:: Provided information

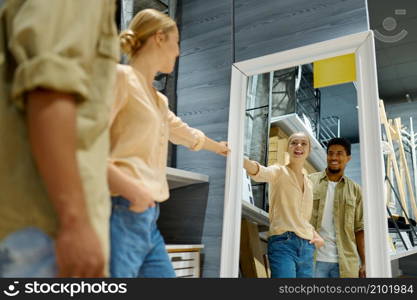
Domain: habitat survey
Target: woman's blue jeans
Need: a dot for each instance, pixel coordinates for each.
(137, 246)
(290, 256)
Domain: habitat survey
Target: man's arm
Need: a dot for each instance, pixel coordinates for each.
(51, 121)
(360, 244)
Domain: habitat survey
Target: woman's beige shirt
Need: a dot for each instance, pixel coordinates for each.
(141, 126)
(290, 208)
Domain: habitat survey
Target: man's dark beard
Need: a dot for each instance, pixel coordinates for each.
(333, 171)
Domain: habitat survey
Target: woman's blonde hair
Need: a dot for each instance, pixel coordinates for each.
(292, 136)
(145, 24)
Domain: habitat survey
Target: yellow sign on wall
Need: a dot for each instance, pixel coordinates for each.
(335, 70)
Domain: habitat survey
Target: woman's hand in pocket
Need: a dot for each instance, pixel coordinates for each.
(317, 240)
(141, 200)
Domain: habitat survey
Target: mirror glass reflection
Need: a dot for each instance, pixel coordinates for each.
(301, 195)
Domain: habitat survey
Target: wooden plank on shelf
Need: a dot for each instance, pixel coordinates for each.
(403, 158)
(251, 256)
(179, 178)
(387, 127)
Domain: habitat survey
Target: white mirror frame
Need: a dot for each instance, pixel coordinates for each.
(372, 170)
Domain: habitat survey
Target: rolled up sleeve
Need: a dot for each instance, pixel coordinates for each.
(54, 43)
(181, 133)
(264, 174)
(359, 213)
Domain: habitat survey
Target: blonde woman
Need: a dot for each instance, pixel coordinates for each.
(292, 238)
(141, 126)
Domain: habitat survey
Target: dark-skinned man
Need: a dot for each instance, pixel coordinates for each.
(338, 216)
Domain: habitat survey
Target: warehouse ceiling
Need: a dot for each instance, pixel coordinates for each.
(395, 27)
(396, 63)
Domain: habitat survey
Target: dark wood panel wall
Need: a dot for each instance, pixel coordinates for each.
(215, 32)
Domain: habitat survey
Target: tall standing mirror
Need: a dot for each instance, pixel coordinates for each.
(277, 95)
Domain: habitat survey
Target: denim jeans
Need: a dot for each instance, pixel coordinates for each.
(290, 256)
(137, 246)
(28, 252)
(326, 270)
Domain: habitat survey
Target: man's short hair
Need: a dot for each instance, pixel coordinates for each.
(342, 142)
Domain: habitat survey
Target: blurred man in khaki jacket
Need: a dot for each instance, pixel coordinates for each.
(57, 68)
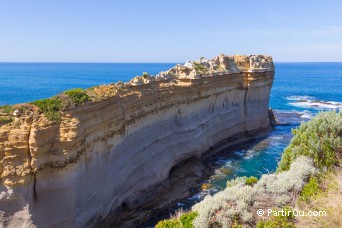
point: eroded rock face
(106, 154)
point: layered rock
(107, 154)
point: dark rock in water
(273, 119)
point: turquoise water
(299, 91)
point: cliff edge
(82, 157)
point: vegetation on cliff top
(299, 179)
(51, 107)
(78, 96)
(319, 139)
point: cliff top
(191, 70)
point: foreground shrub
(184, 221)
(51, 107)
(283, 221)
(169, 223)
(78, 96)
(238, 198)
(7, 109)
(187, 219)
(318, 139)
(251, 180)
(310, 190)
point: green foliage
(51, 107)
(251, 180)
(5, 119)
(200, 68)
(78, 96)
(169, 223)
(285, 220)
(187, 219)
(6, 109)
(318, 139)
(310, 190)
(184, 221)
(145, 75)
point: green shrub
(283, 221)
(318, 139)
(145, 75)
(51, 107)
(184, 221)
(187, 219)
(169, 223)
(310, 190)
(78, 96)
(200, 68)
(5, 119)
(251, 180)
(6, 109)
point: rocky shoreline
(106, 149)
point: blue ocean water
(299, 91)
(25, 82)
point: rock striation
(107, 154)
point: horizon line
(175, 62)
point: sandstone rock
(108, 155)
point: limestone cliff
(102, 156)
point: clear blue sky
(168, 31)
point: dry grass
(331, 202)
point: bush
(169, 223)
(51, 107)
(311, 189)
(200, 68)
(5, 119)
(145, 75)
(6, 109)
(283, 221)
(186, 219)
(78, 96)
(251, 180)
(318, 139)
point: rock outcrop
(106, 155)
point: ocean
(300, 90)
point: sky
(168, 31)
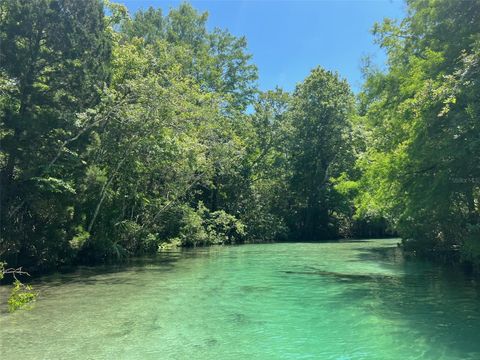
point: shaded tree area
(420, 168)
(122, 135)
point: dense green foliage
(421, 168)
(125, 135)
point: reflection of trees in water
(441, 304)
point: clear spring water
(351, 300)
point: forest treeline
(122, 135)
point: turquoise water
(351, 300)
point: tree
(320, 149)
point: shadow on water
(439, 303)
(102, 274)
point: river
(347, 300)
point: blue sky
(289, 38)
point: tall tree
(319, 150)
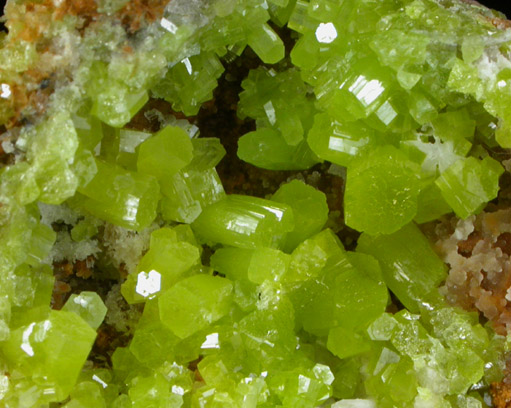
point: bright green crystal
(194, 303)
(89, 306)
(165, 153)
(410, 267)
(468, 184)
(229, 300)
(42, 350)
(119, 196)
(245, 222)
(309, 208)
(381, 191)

::::

**Task item:** In how many lines of the records does the word "hair" occur? Reply with the number only.

**Task output:** 2